> Exercise goal:
Can you put every line of the material below into a JSON list of strings, one string per line, with blank lines dropped and the pictures left out?
____ Extracted data
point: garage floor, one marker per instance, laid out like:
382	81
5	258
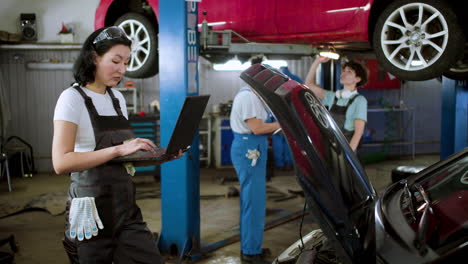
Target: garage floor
39	232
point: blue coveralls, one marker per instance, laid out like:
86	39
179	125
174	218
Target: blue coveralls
252	188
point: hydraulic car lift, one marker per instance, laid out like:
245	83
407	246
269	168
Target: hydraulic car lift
180	179
178	55
454	124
________
> Exercise result:
[
  "point: garage floor, one marker per instance, laid out like:",
  "382\t81",
  "5\t258",
  "Target: garage floor",
  "39\t232",
  "point: blue coveralls, one marker per instance, laid out like:",
  "86\t39",
  "179\t125",
  "174\t218",
  "Target: blue coveralls",
  "252\t188",
  "point: hydraulic car lift, one marker per instance, laid out like:",
  "245\t83",
  "407\t246",
  "269\t168",
  "Target: hydraulic car lift",
  "180\t179",
  "178\t55",
  "454\t124"
]